## About this task
Return, copied in full, each line of the entries below that contains the string "clicks".
------------------------
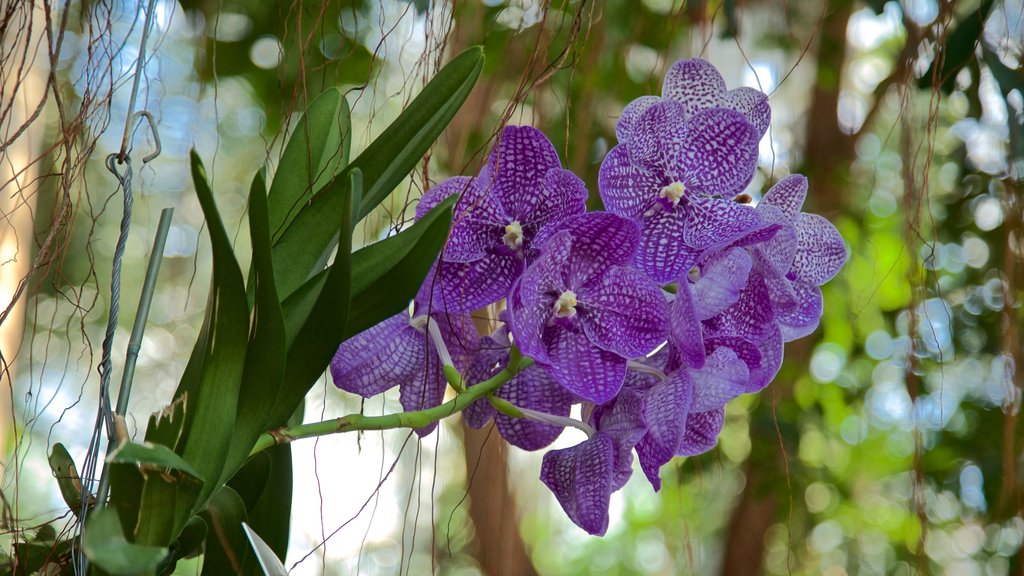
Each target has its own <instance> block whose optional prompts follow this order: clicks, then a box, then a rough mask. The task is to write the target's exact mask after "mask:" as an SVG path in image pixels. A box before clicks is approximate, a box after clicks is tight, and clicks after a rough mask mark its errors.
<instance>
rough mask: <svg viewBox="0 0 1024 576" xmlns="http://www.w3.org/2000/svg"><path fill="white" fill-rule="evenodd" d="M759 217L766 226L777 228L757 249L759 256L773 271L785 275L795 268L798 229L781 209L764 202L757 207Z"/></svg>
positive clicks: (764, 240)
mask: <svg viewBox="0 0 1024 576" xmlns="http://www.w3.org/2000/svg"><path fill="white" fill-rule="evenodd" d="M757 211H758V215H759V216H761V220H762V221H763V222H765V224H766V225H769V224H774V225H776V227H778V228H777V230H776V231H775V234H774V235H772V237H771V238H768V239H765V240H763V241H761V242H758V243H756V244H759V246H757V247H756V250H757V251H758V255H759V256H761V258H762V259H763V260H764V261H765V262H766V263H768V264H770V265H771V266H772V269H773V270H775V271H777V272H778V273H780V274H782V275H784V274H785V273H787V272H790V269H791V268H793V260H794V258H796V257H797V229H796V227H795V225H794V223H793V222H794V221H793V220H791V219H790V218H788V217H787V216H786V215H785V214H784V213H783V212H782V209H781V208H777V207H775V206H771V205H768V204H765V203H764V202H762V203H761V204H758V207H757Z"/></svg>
------------------------
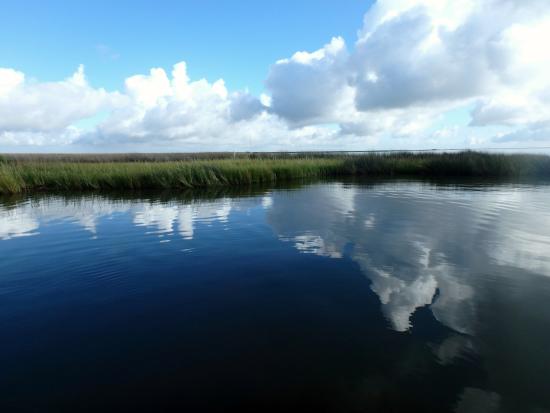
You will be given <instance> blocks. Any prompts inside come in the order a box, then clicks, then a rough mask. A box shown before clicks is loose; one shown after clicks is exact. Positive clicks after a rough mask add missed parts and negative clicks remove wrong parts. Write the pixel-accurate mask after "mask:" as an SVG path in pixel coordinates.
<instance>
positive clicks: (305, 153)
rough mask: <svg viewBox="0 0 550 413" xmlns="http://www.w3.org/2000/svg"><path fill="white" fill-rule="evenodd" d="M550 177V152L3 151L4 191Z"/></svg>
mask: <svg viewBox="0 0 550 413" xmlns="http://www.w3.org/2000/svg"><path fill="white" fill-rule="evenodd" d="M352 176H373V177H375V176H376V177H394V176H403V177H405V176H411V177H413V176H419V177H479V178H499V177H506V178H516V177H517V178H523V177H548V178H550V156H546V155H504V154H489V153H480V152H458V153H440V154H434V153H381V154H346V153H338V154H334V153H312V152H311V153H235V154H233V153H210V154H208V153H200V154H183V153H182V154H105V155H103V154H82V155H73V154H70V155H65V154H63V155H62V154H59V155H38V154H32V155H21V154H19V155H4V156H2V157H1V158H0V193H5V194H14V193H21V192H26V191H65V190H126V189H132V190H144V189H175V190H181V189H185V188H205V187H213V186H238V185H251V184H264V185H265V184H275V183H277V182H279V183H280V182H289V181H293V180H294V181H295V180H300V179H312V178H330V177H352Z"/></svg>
------------------------
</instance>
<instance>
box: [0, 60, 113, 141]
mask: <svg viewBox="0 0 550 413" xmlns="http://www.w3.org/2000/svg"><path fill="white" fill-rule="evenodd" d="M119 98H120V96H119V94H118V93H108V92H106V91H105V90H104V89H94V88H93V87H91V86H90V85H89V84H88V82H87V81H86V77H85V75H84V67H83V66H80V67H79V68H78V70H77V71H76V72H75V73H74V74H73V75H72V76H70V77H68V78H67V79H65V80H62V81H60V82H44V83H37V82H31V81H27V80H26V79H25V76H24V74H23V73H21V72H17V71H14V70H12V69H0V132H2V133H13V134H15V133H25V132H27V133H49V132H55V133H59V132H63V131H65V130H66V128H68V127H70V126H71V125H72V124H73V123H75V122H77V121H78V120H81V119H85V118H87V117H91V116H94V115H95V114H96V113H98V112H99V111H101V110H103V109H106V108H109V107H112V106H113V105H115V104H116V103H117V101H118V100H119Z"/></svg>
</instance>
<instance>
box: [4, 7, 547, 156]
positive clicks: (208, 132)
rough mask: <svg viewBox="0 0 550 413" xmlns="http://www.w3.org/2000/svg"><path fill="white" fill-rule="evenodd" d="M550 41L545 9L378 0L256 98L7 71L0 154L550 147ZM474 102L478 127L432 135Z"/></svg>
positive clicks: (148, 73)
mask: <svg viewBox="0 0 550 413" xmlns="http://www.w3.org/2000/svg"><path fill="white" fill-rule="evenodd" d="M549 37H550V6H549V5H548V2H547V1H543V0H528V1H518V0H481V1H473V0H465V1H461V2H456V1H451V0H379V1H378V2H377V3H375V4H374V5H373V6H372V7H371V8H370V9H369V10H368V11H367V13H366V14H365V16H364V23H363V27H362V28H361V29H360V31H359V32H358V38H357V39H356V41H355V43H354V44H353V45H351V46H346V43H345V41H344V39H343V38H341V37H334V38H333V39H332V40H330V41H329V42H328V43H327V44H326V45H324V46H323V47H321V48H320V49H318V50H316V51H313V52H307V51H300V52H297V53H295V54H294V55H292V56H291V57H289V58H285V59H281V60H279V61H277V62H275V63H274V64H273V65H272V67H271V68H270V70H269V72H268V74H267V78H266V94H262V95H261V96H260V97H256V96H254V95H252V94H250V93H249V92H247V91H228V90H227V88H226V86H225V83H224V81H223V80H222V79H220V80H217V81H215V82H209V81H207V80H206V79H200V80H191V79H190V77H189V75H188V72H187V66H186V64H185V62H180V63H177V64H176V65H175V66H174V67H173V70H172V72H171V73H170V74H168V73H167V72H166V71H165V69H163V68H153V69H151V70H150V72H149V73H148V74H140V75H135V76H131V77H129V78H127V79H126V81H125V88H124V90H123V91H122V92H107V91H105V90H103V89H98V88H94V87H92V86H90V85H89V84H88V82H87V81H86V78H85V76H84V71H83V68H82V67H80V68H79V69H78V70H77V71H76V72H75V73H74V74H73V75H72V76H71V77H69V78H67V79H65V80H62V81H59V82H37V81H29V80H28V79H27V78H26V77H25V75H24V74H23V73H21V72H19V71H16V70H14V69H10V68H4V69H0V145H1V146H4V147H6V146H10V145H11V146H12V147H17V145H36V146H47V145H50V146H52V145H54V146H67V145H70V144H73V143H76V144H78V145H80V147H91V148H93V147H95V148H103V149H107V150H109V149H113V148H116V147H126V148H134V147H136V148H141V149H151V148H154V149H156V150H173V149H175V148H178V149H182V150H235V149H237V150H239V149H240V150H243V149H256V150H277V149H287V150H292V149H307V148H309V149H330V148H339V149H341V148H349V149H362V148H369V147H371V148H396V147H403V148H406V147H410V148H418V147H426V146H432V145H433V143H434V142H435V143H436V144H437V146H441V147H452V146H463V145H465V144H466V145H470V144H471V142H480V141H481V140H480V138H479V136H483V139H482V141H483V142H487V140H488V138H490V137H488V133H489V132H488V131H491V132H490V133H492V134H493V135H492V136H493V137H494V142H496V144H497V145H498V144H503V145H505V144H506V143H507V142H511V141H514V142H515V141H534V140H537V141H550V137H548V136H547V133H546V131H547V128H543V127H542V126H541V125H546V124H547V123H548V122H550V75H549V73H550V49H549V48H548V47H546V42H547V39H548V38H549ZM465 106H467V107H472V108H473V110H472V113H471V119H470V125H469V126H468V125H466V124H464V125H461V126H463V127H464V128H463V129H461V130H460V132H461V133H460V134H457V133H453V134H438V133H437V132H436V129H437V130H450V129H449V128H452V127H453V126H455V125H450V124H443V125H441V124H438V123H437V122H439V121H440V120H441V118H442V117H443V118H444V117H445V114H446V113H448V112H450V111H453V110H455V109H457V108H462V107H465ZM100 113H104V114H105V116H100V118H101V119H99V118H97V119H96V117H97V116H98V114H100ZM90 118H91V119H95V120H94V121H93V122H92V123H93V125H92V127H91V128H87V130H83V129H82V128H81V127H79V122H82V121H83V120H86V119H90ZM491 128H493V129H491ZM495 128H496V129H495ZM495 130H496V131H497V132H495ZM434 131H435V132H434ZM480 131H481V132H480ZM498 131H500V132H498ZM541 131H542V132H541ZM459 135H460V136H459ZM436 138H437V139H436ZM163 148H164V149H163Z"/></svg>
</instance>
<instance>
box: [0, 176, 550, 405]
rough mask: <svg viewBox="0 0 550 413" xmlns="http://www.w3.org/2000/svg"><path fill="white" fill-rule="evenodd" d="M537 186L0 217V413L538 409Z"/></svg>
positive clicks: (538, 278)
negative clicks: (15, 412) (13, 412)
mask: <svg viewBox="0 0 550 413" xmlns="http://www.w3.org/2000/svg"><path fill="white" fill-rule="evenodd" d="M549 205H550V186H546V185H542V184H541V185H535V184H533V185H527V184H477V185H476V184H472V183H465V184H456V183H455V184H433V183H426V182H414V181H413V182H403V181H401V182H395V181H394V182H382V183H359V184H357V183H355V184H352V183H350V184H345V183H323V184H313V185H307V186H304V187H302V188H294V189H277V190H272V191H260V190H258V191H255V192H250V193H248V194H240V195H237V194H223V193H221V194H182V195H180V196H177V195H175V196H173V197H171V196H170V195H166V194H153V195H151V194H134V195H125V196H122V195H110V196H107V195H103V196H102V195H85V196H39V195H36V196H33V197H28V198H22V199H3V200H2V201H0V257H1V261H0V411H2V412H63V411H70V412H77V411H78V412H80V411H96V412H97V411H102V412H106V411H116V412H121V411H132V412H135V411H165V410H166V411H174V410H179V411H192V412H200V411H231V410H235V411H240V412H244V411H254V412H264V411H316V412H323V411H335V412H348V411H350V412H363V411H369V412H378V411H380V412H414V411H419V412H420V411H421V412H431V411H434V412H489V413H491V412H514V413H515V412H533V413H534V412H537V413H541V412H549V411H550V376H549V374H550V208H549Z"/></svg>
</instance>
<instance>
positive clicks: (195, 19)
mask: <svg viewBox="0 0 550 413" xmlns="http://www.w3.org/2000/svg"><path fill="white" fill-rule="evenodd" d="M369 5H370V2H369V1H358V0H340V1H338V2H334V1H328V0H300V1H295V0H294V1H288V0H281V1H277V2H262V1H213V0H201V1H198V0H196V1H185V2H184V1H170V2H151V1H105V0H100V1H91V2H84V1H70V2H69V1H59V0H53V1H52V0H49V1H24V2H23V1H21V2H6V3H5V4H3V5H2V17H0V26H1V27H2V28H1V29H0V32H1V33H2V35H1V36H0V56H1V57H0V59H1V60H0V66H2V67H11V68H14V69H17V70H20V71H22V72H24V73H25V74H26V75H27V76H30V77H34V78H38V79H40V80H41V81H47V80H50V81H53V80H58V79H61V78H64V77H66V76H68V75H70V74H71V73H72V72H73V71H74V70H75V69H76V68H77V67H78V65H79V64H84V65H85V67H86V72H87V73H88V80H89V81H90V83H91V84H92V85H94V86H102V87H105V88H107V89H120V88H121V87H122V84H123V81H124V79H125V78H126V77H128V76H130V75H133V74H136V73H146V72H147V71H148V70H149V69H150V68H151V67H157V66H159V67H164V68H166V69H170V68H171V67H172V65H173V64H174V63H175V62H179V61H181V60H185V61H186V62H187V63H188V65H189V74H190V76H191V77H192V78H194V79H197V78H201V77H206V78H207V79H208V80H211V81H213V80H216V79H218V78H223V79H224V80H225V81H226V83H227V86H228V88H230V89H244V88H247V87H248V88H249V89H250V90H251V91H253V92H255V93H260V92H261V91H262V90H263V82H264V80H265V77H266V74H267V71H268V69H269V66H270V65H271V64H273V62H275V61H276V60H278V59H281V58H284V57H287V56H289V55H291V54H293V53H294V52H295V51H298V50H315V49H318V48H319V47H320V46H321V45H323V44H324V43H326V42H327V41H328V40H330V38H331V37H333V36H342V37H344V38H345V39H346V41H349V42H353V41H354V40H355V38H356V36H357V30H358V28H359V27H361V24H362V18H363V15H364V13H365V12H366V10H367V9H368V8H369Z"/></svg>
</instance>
------------------------
## Exercise solution
Each target has its own <instance> block whose optional prompts follow this order: clicks, then a box, then a rough mask. The task is to write the target's exact mask after "mask:" as an SVG path in image pixels. A box before clicks is approximate, a box after clicks is tight, and clicks after a rough mask mark its errors.
positive clicks: (764, 240)
You will be given <instance> blocks. Any prompts inside come in the order a box, then clicks, then a rough mask. A box shown before clicks is loose; one shown after clicks is exact. Positive clicks after a rough mask add missed parts and negative clicks remove wrong parts. Write the pixel-accurate mask after "mask:" as an SVG path in pixel coordinates.
positive clicks: (305, 153)
positive clicks: (208, 132)
positive clicks: (148, 73)
positive clicks: (538, 278)
negative clicks: (15, 412) (13, 412)
positive clicks: (195, 19)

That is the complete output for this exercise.